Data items
◇ ◇ ◇ ◇ ◇

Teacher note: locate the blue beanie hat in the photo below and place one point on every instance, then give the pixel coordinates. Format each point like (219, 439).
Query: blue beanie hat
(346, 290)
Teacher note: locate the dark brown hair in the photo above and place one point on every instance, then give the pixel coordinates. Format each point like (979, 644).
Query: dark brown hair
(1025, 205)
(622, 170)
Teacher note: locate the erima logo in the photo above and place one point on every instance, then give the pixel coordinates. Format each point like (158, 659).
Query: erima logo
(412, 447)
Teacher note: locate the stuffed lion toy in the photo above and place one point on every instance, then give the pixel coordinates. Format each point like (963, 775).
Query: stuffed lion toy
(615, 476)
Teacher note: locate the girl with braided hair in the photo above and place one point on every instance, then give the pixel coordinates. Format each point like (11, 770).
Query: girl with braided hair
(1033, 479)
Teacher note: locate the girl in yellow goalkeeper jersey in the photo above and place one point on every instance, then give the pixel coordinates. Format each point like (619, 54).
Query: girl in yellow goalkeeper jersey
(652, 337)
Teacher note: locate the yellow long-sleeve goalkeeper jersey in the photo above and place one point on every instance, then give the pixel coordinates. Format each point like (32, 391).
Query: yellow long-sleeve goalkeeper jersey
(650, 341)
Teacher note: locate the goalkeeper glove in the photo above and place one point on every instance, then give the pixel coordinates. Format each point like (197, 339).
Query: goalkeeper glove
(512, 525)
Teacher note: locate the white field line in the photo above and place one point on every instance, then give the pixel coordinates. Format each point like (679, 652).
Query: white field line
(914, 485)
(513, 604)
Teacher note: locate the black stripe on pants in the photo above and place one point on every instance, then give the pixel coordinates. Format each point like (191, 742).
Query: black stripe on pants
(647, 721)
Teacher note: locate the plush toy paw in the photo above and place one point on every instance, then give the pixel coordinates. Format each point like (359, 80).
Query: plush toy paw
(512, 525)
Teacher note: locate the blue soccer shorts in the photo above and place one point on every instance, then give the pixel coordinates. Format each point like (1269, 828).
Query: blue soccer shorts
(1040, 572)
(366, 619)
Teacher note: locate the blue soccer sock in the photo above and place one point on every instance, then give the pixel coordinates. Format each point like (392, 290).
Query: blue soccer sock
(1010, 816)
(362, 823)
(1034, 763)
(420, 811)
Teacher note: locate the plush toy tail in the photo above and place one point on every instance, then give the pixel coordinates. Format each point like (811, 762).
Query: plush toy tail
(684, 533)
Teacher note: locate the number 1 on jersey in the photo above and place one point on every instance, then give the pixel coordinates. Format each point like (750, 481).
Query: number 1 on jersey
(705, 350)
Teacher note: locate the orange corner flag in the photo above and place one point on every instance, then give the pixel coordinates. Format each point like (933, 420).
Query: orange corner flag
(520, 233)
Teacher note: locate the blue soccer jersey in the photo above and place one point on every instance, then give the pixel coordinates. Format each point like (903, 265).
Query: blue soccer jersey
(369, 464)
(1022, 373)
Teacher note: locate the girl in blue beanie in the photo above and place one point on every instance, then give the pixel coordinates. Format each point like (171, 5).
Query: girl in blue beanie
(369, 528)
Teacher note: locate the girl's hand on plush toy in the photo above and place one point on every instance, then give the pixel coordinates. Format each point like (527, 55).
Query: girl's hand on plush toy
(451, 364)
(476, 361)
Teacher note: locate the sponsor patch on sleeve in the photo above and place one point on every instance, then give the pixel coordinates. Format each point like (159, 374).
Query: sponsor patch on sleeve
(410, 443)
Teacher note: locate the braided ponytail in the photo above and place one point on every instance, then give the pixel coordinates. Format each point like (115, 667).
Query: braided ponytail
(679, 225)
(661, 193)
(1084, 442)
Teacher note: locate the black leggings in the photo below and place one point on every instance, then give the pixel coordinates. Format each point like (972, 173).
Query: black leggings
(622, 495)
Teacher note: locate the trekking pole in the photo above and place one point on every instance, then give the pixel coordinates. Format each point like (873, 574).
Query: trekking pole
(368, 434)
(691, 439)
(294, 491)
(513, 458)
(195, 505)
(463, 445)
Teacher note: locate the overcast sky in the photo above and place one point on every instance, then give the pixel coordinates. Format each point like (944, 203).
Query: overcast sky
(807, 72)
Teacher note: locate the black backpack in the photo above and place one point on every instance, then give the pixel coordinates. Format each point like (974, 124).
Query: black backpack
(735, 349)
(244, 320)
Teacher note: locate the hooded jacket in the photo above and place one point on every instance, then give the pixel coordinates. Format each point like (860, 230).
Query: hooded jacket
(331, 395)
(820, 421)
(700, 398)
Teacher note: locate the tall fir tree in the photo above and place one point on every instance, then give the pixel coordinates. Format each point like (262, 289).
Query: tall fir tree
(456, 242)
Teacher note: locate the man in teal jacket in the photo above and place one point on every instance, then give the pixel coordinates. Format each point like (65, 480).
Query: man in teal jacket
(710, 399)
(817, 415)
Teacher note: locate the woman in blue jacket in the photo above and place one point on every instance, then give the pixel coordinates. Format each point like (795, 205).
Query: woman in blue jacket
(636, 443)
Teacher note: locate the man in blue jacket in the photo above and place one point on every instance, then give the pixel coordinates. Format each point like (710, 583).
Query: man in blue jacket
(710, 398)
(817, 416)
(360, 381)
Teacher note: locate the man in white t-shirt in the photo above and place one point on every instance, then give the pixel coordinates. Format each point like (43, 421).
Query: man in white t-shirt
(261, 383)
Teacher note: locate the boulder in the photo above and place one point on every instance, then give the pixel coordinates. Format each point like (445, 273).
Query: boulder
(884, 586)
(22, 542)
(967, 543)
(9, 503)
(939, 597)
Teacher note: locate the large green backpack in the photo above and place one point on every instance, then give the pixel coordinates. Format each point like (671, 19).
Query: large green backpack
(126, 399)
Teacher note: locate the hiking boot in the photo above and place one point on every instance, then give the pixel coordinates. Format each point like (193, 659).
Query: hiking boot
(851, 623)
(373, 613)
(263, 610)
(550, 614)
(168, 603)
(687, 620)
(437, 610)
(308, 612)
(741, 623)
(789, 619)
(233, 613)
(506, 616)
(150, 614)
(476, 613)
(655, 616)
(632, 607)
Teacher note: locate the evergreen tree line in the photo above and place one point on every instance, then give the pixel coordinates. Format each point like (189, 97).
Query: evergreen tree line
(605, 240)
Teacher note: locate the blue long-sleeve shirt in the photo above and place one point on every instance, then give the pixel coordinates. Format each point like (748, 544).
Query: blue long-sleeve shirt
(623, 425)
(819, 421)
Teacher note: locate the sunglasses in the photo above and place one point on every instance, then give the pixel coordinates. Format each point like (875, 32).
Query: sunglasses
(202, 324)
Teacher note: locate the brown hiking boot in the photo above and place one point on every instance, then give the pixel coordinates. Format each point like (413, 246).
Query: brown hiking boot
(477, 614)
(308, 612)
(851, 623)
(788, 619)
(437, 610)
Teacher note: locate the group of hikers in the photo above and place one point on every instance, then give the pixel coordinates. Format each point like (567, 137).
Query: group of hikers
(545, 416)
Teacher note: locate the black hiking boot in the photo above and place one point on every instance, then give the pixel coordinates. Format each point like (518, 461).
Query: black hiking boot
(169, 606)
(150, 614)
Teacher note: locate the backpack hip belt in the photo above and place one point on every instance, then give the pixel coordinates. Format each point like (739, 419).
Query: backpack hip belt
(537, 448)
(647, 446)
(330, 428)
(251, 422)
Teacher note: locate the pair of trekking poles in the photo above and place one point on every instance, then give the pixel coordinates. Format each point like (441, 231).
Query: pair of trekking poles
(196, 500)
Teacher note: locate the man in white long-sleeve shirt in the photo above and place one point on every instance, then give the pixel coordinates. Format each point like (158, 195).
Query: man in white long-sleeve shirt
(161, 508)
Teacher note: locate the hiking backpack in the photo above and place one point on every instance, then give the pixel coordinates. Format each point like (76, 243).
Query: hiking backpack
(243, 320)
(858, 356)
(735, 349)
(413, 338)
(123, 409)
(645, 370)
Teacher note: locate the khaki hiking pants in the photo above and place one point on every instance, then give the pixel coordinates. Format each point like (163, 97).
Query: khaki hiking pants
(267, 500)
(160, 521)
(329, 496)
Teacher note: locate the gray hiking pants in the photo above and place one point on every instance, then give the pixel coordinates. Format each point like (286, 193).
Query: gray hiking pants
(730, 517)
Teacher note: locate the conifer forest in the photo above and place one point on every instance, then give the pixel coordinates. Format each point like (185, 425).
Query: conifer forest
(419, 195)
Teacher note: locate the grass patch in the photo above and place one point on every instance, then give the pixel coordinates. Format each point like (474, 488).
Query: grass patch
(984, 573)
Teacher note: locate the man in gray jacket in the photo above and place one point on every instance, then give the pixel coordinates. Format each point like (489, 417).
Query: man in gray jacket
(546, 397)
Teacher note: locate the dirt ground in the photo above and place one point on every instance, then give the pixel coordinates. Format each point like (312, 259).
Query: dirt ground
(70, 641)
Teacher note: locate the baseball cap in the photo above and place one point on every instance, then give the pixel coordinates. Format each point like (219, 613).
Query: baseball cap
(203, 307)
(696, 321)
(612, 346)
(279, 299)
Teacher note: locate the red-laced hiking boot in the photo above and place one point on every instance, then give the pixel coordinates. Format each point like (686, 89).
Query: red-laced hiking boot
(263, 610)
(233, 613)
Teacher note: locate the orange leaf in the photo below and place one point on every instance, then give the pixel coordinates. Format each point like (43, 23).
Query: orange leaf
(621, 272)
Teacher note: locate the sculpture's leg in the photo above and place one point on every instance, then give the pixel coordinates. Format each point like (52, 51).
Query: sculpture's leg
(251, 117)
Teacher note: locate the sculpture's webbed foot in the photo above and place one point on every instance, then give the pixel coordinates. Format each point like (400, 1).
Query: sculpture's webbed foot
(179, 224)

◇ ◇ ◇ ◇ ◇

* _TASK DESCRIPTION_
Only the lines from the one that contains "Teacher note: locate the orange leaf" to the end of the data should be output, exactly as they appear.

* _RIGHT ANSWER_
Teacher note: locate the orange leaf in the photo below and place one point on every instance, then give the pixel coordinates. Format each point like (43, 23).
Query: orange leaf
(621, 272)
Teacher note: locate the sculpture's leg in the photo above and place one point on every instance, then give the pixel coordinates. Format each point like (52, 51).
Query: sculpture's leg
(251, 117)
Teacher note: locate the sculpture's webbed foot in the photo above and place one point on every instance, then give the pixel coordinates. Format each point like (400, 1).
Query: sculpture's webbed foot
(179, 224)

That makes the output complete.